(Task item):
Each line of the records below that holds "request" should be returned.

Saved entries
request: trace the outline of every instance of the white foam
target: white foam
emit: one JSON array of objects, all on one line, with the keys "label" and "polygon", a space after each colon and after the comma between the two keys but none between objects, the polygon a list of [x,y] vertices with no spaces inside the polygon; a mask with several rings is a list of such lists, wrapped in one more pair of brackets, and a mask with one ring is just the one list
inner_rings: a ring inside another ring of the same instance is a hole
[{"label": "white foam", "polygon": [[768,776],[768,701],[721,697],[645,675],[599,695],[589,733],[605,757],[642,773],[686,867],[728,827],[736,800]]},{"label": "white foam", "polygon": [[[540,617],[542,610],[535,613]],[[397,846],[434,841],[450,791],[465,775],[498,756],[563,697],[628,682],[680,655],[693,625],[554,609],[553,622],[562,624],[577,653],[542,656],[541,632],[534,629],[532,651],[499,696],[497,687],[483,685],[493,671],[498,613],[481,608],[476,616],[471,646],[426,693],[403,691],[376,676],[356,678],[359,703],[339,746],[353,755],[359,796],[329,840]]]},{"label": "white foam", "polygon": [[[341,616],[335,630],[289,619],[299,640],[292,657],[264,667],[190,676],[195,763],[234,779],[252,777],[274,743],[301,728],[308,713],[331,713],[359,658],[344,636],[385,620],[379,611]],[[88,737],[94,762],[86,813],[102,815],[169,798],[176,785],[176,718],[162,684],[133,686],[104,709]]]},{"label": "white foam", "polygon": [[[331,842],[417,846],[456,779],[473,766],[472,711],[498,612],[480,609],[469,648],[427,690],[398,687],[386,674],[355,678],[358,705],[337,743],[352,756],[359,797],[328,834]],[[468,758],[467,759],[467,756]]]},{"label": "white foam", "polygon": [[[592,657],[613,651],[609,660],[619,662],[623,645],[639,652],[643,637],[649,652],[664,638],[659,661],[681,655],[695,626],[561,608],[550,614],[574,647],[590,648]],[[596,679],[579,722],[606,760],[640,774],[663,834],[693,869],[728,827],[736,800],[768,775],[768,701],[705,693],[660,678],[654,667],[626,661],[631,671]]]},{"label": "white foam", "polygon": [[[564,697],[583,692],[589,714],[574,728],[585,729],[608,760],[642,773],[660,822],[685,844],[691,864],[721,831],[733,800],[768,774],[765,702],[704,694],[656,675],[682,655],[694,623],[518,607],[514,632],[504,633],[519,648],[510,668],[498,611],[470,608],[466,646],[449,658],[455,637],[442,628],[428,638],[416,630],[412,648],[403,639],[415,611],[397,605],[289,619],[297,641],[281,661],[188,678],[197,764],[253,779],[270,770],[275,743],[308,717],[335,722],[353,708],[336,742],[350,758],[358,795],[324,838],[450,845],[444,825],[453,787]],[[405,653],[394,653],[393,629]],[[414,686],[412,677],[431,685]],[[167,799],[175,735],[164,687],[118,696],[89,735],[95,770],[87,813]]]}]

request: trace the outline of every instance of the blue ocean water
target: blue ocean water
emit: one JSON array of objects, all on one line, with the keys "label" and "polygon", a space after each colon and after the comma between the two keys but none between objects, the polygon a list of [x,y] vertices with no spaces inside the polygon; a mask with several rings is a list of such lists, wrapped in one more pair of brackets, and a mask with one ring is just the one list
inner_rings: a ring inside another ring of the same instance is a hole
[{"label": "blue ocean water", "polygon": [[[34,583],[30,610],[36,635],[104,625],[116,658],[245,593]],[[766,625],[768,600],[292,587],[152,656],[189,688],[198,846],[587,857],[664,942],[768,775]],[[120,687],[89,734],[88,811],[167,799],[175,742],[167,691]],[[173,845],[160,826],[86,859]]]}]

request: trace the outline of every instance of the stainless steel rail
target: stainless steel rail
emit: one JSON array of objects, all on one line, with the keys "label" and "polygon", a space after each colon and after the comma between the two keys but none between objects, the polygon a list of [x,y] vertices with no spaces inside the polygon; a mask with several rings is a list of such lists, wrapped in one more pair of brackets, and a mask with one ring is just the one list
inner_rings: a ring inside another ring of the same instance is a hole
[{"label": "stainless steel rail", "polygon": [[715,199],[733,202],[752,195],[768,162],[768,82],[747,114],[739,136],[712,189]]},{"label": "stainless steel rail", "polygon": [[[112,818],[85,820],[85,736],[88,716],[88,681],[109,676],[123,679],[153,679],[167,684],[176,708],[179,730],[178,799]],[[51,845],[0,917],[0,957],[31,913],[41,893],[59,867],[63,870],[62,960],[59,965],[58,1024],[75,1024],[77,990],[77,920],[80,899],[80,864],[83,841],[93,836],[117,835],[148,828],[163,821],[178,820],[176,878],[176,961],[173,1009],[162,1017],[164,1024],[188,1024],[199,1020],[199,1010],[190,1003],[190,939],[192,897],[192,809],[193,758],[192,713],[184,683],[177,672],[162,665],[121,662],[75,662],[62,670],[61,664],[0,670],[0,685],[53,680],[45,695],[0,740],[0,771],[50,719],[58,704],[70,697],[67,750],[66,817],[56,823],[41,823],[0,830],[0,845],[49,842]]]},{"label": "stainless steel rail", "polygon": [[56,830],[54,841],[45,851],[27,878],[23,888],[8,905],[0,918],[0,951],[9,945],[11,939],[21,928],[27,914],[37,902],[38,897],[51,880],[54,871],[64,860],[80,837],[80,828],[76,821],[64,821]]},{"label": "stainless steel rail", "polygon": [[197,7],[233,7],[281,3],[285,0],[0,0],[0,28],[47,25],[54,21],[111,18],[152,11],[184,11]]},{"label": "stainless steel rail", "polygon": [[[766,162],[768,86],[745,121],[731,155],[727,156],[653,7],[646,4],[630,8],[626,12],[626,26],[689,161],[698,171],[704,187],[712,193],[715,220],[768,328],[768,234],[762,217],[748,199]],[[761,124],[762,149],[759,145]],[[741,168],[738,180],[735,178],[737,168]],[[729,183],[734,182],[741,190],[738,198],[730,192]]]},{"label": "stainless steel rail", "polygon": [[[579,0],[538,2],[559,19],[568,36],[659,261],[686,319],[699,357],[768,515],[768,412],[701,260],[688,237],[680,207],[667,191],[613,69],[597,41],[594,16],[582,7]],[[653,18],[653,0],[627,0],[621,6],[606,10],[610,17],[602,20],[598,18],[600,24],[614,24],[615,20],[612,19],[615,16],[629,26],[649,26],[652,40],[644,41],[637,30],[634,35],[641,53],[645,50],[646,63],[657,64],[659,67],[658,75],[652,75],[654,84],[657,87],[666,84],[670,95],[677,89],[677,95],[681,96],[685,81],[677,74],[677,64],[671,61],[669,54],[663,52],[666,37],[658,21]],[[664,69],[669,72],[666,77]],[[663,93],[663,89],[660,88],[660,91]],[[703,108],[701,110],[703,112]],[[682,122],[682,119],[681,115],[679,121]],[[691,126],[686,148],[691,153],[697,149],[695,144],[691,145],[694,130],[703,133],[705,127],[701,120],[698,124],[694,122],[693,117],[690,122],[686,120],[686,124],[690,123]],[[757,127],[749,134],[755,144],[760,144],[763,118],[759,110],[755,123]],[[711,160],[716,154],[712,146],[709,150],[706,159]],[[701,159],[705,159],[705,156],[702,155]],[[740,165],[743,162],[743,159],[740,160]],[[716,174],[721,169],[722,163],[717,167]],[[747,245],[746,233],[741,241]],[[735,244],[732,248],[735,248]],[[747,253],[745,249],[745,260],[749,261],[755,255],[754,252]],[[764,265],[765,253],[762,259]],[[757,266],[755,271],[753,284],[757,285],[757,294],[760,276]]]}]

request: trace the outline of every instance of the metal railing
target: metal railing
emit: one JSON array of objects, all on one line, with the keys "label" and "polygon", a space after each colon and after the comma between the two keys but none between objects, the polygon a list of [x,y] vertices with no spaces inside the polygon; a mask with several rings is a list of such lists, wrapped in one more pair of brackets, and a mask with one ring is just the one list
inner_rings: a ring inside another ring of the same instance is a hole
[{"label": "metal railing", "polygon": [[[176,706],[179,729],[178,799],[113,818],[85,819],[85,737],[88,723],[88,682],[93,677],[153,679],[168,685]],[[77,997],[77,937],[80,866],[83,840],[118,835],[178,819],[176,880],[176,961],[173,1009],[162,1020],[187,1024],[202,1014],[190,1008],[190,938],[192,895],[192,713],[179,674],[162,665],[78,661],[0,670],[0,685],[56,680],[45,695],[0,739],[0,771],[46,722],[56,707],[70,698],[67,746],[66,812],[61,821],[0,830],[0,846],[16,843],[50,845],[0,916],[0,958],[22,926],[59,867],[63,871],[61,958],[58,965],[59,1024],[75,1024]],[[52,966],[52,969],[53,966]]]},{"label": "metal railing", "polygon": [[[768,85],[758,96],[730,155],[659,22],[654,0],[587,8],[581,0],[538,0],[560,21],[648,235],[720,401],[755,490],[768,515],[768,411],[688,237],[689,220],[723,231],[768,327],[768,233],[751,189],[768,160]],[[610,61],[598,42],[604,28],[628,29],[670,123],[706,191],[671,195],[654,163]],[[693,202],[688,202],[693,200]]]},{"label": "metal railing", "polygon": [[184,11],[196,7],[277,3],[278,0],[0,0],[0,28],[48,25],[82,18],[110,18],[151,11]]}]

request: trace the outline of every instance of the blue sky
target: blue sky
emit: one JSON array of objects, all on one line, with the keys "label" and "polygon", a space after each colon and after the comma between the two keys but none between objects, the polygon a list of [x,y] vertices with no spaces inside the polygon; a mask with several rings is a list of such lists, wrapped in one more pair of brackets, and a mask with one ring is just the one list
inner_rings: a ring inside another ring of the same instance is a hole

(Response for this exercise):
request: trace the outline of every instance of the white foam
request: trace the outline of every instance of the blue ocean water
request: trace the outline of every instance of the stainless steel rail
request: trace the outline of every instance of the metal railing
request: trace the outline of every instance of the blue sky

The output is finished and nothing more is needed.